___ VORLIEGENDER TEXTAUSZUG ___

Als ich angefangen habe, dort zu arbeiten, haben sie mir gesagt, ich soll keine Röcke anziehen, das würde sie dann dekonzentrieren. Ich hab mich damals aufgeregt darüber und im Sommer bin ich mal mit einem Rock gekommen, und sie haben alle gelacht und gefunden, es steht mir eigentlich gut. Ich mag eigentlich nicht mit Rock gehen, aber es war eine Ehrensache, das zu tun. Sie haben damals kommentiert, als ich mit dem Rock gekommen bin, dass ich bis dahin eigentlich einfach ein Typ war.« (Kalina, Sofia)

 

Der Arbeitsplatz Kalinas in Sofia ist nach ihrer Beschreibung vorwiegend männlich und heterosexuell besetzt und unterscheidet sich darin nicht von den Arbeitsplätzen, die wir in München vorgefunden haben. (Hetero-) sexuelle Anspielungen sind alltäglich, eine Äußerung wie der Vorschlag des Chefs, (weiblichen) Striptease zu bestellen, um die erschöpften Mitarbeiter(Innen) nach einem langen Arbeitstag bei der Stange zu halten, scheint eher die Ausnahme.

___ ZEILEN ___

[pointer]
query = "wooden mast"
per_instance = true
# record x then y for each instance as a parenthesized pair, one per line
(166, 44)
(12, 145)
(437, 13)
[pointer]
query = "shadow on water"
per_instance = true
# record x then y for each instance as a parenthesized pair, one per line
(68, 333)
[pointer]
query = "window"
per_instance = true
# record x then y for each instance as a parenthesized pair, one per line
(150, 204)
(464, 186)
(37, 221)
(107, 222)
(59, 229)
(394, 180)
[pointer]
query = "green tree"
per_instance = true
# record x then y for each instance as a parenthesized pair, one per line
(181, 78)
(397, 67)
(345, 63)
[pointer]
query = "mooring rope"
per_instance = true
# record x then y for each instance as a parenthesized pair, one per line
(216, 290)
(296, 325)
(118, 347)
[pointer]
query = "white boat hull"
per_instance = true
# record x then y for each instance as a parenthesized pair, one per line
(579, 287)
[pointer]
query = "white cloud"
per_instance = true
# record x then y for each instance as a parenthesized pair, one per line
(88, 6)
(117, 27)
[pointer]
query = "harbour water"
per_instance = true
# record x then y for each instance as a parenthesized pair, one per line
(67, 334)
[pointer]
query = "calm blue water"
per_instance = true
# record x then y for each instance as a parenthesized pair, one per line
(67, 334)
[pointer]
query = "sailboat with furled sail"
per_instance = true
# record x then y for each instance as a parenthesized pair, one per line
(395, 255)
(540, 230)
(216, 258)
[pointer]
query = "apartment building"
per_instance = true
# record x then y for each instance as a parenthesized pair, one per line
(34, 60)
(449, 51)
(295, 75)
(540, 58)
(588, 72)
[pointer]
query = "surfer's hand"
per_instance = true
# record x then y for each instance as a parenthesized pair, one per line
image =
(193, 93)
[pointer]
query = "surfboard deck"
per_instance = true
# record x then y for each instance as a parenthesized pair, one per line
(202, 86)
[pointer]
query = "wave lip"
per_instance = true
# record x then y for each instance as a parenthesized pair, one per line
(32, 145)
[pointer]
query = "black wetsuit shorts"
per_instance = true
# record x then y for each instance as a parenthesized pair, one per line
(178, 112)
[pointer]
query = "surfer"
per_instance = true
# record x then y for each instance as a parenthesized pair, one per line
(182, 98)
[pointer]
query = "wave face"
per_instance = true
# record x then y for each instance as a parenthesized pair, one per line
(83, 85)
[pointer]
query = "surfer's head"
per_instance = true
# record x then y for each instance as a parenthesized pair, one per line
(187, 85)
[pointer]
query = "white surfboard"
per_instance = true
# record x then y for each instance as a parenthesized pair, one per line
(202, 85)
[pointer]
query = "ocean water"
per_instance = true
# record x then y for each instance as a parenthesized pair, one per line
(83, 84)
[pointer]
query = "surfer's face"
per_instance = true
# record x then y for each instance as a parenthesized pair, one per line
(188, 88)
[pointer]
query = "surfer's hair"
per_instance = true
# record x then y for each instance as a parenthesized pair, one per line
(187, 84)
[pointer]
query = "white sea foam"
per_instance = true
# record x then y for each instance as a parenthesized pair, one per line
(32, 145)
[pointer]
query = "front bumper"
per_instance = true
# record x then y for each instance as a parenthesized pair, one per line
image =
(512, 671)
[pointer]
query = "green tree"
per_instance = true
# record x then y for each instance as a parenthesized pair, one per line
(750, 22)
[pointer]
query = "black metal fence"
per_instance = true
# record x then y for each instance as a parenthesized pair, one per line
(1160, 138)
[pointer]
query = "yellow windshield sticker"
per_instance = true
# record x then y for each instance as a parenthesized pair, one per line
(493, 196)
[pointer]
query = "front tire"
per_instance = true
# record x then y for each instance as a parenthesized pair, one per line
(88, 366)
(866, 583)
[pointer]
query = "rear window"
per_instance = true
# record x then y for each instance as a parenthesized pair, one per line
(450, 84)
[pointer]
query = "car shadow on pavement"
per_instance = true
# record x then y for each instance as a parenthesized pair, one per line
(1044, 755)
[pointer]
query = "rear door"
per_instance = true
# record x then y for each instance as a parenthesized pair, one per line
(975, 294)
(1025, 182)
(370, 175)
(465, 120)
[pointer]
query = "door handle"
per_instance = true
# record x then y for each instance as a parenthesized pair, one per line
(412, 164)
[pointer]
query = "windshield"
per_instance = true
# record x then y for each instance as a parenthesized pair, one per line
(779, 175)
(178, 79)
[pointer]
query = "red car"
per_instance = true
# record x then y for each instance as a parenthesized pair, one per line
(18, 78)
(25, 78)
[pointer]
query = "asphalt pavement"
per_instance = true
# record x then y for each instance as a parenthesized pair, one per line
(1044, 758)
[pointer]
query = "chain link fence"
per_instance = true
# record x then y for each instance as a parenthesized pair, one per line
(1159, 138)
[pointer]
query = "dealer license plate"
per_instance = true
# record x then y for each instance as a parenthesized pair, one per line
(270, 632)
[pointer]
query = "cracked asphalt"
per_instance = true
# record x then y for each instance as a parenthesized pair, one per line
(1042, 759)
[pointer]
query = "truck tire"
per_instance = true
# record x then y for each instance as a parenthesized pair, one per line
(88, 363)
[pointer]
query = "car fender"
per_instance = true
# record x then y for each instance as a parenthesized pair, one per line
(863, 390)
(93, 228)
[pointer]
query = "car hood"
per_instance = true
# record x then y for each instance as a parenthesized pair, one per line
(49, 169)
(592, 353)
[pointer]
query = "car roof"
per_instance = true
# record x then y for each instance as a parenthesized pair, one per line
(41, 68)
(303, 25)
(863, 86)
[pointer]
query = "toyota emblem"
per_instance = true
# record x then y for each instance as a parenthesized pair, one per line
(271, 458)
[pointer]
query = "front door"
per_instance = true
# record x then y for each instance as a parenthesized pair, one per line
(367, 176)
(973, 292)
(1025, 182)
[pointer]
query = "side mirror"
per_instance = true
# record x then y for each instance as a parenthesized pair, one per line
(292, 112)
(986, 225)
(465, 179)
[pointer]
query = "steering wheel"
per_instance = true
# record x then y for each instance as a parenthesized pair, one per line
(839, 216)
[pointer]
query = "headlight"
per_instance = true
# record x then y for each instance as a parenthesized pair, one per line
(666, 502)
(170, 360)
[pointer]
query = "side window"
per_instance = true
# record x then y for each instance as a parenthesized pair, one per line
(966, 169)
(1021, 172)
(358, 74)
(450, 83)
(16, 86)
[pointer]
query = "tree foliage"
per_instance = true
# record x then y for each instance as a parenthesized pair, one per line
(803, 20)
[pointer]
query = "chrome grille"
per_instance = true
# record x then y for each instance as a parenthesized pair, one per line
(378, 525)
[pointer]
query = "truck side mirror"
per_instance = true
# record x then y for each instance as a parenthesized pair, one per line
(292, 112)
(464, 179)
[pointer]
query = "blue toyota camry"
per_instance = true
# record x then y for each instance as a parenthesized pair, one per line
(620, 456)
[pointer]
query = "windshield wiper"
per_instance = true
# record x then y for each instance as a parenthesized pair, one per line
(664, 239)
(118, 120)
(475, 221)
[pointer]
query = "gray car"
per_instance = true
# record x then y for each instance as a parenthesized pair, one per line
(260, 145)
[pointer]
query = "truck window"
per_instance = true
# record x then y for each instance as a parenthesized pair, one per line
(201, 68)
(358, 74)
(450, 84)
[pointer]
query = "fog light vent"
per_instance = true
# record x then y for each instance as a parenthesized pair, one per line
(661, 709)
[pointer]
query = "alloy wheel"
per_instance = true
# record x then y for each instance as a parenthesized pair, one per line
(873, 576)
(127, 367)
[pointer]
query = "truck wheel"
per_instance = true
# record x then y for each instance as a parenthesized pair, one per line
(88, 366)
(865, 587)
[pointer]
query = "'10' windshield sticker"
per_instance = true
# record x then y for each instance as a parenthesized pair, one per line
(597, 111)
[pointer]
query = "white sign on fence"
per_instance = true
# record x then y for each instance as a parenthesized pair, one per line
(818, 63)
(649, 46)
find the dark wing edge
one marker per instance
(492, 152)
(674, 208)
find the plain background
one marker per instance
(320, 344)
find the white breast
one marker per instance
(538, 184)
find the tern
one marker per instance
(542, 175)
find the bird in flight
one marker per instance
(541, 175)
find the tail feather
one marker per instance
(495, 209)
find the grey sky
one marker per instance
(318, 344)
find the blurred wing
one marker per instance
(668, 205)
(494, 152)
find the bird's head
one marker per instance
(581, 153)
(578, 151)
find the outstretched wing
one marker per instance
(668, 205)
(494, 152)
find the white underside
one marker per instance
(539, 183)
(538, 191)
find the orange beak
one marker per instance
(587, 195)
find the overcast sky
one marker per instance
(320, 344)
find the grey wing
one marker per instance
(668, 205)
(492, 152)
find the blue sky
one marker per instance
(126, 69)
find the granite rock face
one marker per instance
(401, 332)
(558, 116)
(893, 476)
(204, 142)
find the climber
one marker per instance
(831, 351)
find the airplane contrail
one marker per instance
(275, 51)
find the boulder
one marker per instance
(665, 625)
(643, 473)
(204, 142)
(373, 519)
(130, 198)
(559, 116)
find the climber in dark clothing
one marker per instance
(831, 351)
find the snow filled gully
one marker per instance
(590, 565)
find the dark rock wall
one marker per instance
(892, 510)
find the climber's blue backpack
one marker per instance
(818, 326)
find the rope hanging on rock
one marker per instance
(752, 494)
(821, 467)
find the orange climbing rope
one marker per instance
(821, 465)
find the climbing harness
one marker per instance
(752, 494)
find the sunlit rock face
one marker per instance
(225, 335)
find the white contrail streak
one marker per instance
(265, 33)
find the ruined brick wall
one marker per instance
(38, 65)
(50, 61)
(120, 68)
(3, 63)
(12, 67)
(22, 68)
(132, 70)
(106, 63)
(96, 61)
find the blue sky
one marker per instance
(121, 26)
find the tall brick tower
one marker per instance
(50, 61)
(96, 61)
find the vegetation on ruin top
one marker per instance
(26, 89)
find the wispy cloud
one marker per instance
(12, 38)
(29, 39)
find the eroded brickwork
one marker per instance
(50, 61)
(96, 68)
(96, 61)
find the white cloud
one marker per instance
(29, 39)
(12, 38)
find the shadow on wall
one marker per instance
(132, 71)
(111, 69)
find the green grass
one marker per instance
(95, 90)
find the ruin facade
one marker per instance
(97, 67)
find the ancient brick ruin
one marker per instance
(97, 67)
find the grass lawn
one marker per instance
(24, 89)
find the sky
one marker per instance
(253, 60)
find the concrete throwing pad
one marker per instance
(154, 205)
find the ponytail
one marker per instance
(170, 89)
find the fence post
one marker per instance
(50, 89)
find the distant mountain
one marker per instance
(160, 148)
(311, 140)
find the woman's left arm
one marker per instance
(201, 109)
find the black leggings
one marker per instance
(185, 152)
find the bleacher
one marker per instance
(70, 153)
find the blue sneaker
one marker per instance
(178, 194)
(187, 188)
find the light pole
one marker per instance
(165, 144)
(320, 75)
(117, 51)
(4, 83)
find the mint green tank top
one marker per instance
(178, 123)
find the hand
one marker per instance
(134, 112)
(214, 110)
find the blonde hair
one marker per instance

___

ZU ERLEDIGENDE AUFGABEN:
1. Beantworten Sie anhand des Textauszugs folgende Fragen:
(a) Was sollte Kalina zu Beginn ihrer Arbeit nicht anziehen?
(b) Wie reagierten die anderen, als sie im Sommer mit einem Rock kam?
(c) Mit den Arbeitsplätzen welcher Stadt wird Kalinas Arbeitsplatz in Sofia verglichen?
2. Prüfen Sie, ob die folgenden Aussagen mit dem Textauszug übereinstimmen, und antworten Sie jeweils mit Ja oder Nein samt den entscheidenden Worten:
(a) Kalina trägt gern Röcke.
(b) Kalinas Arbeitsplatz in Sofia ist vorwiegend männlich besetzt.
(c) Sexuelle Anspielungen kommen an den beschriebenen Arbeitsplätzen selten vor.
3. Geben Sie den Abschnitt des Textauszugs von „Der Arbeitsplatz Kalinas“ bis einschließlich „eher die Ausnahme.“ wortgetreu wieder.
Die Zeilen werden hier nicht benötigt.

ANTWORTEN JE AUFGABE:
1.
(a) Keine Röcke.
(b) Sie lachten alle und fanden, der Rock stehe ihr eigentlich gut.
(c) Mit den Arbeitsplätzen in München.

2.
(a) Nein: „Ich mag eigentlich nicht mit Rock gehen“
(b) Ja: „vorwiegend männlich und heterosexuell besetzt“
(c) Nein: „(Hetero-) sexuelle Anspielungen sind alltäglich“

3.
Der Arbeitsplatz Kalinas in Sofia ist nach ihrer Beschreibung vorwiegend männlich und heterosexuell besetzt und unterscheidet sich darin nicht von den Arbeitsplätzen, die wir in München vorgefunden haben. (Hetero-) sexuelle Anspielungen sind alltäglich, eine Äußerung wie der Vorschlag des Chefs, (weiblichen) Striptease zu bestellen, um die erschöpften Mitarbeiter(Innen) nach einem langen Arbeitstag bei der Stange zu halten, scheint eher die Ausnahme.